**HOW TO COMPLETE THIS TASK:**
Look for the word "mark" in the material below, then report each line where it occurs.

**DATA PROVIDED:**
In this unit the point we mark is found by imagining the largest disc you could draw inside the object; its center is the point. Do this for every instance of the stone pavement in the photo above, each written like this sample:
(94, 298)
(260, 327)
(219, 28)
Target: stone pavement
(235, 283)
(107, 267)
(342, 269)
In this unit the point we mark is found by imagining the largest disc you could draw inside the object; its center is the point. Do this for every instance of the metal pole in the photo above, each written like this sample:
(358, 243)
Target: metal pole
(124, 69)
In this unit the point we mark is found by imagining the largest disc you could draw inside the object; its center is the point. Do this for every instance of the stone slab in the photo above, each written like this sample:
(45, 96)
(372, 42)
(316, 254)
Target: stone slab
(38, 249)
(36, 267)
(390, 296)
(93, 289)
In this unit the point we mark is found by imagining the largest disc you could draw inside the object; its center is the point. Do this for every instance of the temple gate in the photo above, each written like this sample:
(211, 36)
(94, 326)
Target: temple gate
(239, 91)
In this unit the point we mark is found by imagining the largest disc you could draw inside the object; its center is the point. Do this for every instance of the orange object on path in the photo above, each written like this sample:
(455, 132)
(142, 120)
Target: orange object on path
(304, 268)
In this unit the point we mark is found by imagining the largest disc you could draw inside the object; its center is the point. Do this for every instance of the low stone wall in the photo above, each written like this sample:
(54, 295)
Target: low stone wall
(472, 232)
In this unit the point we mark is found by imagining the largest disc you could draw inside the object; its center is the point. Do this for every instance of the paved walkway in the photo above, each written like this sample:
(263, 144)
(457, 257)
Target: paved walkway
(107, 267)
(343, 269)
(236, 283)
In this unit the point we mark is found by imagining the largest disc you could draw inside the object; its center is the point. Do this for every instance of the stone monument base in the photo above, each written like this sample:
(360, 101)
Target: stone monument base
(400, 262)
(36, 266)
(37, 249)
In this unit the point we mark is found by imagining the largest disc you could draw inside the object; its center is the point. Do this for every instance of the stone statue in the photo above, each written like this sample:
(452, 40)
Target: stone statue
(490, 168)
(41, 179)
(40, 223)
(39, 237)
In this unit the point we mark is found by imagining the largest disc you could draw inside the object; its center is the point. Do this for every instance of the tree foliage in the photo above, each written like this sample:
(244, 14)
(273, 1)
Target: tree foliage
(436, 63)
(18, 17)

**ANSWER TO THE EXERCISE:**
In this unit the point we mark is found by imagining the largest disc you could draw inside the object; its center is the point. Do this for every instance of the stone pavement in the photo above, each written like this sample:
In this unit the point we mark is found by imagining the largest disc you could draw inside the object; its center is the point. Do this for every instance of the metal pole in the photo above, each written like this sample:
In this unit the point we mark is found by imagining the largest disc you could draw inside the object; its center is the point. Do this for every instance of the stone slab in the photo above, each written like this sample:
In this unit the point we mark is found by imagining the largest disc you could draw inside the object; its center is the point. Do this for every instance of the temple gate in the photo above, each written like this sample:
In this unit the point we mark is found by imagining the largest disc you could draw inside the object; its center is the point. Do this for every instance of the orange object on path in the photo above, each written like this sample:
In this unit the point we mark is found by imagining the largest disc you could draw inside the object; its center is the point. Do this for every instance of the low stone wall in the photo above, each written like this sample:
In this unit the point we mark is found by imagining the largest disc you could draw inside the object; its center is the point. Do this for every instance of the paved walkway in the photo above, each written like this sample:
In this unit the point we mark is found by imagining the largest disc you could draw inside the object; its center is the point. Do this for every instance of the stone monument base in the photo above, each written like this sample:
In this unit the point we mark is found by imagining the largest disc you could draw inside the object; its center is the point. Do this for every instance of the stone statue in the photo above, each written like this sample:
In this unit the point we mark is found by imagining the largest disc you could draw inside the object; its center is the point. Do this for every instance of the tree foliage in the photo above, each written like this sample:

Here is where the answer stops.